Source:
==============================
Single by Massive Attack

from the album Mezzanine
- B-side: "Euro Zero Zero"
- Released: 27 April 1998
- Recorded: 1997
- Studio: Massive Attack, Christchurch (Bristol, England)
- Genre: Trip hop
- Length: 5:31
- Label: Circa; Virgin;
- Songwriters: Robert Del Naja; Elizabeth Fraser; Grantley Marshall; Andrew Vowles;
- Producers: Neil Davidge; Massive Attack;

Massive Attack singles chronology
| "Risingson" (1997) | "Teardrop" (1998) | "Angel" (1998) |

Music video
- "Teardrop" on YouTube

= Teardrop (song) =

1998 single by Massive Attack

"Teardrop" (also formatted as "Tear Drop") is a song by English trip hop group Massive Attack. Vocals are performed by Scottish singer Elizabeth Fraser, former lead singer of Cocteau Twins, who also wrote the lyrics. It was released on 27 April 1998 by Circa and Virgin as the second single from the group's third studio album, Mezzanine (1998). A harpsichord-driven track, "Teardrop" was originally set to feature vocals from Madonna, whom Massive Attack turned down in favour of Fraser.

In the United Kingdom, "Teardrop" peaked at number 10 on the UK Singles Chart, becoming the group's highest-charting single and only top-10 hit in their native country. It reached number one in Iceland and became a top-20 hit in Australia, Denmark, Ireland and New Zealand. The music video, directed by Walter Stern, features a foetus singing in the womb, and the song has been featured in various television programmes, including as the opening theme for the US television programme House and the Australian show The Lost Flowers of Alice Hart.

==Development==
According to an article on American Songwriter, "Teardrop" was first developed from a simple harpsichord riff performed by Neil Davidge in the studio in April 1997 with Andrew Vowles listening in. Davidge and Vowles fleshed out the composition and used a sped-up sample from Les McCann’s “Sometimes I Cry” for the beat. Vowles originally sent the demo to Madonna as he wanted her to record the vocals (the band had previously worked with her on their 1995 reworking of the song "I Want You"). However, the two other band members Robert Del Naja and Grantley Marshall wanted Elizabeth Fraser of the Cocteau Twins to record the vocals, feeling her ethereal style suited the mournful melody and feel of the piece. Madonna was very keen to record the vocals, and she was disappointed when the two-to-one vote went in Fraser's favour. In 2023, Andrew Unterberger of Billboard wrote, "How ['Teardrop'] might've sounded with Madonna instead of Liz Fraser on vocals remains one of '90s pop's great what-ifs."
==============================
Stated task 1: Based on the article on "Teardrop," answer yes or no to whether each statement below agrees with it, and quote the words that decide each one: (a) "Teardrop" was the second single from Mezzanine. (b) The song peaked at number 1 on the UK Singles Chart. (c) The song reached number one in Iceland.
Stated task 2: Write out the part of the article on "Teardrop" that opens with the words containing "Massive Attack singles" and closes with "favour of Fraser.", renaming "Elizabeth Fraser" as "Liz Fraser" throughout.
Stated task 3: According to the article on "Teardrop," who directed the song's music video?
==============================
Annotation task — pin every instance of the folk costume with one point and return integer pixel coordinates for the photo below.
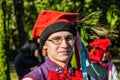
(106, 69)
(47, 23)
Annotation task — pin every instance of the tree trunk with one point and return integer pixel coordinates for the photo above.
(19, 12)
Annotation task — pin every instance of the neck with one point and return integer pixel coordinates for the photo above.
(59, 63)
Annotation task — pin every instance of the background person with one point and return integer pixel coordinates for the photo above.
(28, 58)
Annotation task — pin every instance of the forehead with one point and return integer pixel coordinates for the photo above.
(61, 33)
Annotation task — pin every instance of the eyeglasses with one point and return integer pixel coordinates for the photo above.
(58, 40)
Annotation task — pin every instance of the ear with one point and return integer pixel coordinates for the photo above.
(44, 47)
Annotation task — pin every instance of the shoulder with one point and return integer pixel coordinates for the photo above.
(39, 73)
(28, 78)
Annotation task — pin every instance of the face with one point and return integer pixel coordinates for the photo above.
(59, 46)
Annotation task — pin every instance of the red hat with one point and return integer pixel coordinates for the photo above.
(48, 17)
(100, 46)
(49, 22)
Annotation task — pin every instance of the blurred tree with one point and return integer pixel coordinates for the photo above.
(4, 65)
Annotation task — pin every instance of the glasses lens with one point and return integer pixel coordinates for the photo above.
==============================
Expected output 1:
(a) Yes: "as the second single from the group's third studio album, Mezzanine (1998)"
(b) No: "peaked at number 10 on the UK Singles Chart"
(c) Yes: "It reached number one in Iceland"

Expected output 2:
Massive Attack singles chronology
| "Risingson" (1997) | "Teardrop" (1998) | "Angel" (1998) |

Music video
- "Teardrop" on YouTube

= Teardrop (song) =

1998 single by Massive Attack

"Teardrop" (also formatted as "Tear Drop") is a song by English trip hop group Massive Attack. Vocals are performed by Scottish singer Liz Fraser, former lead singer of Cocteau Twins, who also wrote the lyrics. It was released on 27 April 1998 by Circa and Virgin as the second single from the group's third studio album, Mezzanine (1998). A harpsichord-driven track, "Teardrop" was originally set to feature vocals from Madonna, whom Massive Attack turned down in favour of Fraser.

Expected output 3: Walter Stern